#### WHAT IS EXPECTED
Please reproduce every one of the rows below word for word, keeping each line and its order unchanged.

* Begin *

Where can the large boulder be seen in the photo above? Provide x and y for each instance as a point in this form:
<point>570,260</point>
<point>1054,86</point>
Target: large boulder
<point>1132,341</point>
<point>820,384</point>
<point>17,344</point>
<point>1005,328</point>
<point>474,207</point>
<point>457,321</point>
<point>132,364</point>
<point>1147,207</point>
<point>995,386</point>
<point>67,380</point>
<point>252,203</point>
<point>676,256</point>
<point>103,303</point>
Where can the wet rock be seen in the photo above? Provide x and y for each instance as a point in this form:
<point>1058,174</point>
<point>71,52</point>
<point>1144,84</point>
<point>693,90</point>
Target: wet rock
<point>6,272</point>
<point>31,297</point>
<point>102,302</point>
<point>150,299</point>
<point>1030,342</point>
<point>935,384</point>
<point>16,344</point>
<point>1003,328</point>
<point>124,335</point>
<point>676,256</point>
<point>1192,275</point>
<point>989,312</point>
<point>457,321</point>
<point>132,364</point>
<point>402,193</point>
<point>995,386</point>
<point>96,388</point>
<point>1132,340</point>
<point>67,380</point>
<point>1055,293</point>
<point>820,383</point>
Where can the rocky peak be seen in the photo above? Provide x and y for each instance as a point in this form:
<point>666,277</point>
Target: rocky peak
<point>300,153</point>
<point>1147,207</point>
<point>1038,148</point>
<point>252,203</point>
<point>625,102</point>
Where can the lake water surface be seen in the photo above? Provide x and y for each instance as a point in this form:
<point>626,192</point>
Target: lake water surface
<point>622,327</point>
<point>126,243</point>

* End *

#### OUTPUT FOR THIS TASK
Where can the large boulder be seen in the photo above? Provide x and y for each instance as a point in this form:
<point>570,260</point>
<point>1054,86</point>
Target: large boulder
<point>1132,341</point>
<point>820,384</point>
<point>17,344</point>
<point>1005,328</point>
<point>474,207</point>
<point>457,321</point>
<point>132,364</point>
<point>1147,207</point>
<point>995,386</point>
<point>67,380</point>
<point>252,203</point>
<point>676,256</point>
<point>103,303</point>
Where can the wet rock be seen in the photo above? Provide x and y for each instance as a point in this form:
<point>1058,174</point>
<point>71,52</point>
<point>1144,84</point>
<point>693,90</point>
Target: wet rock
<point>6,272</point>
<point>31,297</point>
<point>102,302</point>
<point>150,299</point>
<point>1030,342</point>
<point>935,384</point>
<point>16,344</point>
<point>1003,328</point>
<point>124,335</point>
<point>676,256</point>
<point>1192,275</point>
<point>989,312</point>
<point>457,321</point>
<point>132,364</point>
<point>402,193</point>
<point>995,386</point>
<point>96,388</point>
<point>1132,340</point>
<point>67,380</point>
<point>1055,293</point>
<point>820,383</point>
Where can the rocky peak be seen in the photo above? Provide x and y for each instance as a point in this form:
<point>666,277</point>
Target: rocky peak
<point>300,153</point>
<point>1147,207</point>
<point>1038,148</point>
<point>252,203</point>
<point>625,102</point>
Where can the lake water surface be seen in the photo above? Provide x and y for each instance as a point in this form:
<point>626,192</point>
Target: lake water surface
<point>622,327</point>
<point>126,243</point>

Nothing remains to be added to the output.